*Requirements*
Please rewrite the records as a numbered list, starting at the line that contains "Where is the lamp" and ending at the line that contains "(191, 59), (205, 108)", both lines included. Leave out any blank lines.

*Data rows*
--------------------
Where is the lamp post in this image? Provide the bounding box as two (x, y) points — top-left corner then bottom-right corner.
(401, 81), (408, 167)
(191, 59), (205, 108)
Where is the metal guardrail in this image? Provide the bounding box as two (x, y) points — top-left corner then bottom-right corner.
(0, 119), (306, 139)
--------------------
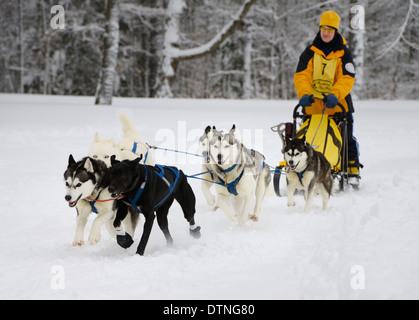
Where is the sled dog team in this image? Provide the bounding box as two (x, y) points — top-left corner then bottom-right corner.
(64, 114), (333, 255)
--------------------
*Complete response*
1. Where is the lamp post in this image? Provide the bounding box as two (x, y) points — top-left corner then bottom-right corner.
2. (401, 81), (408, 167)
3. (191, 59), (205, 108)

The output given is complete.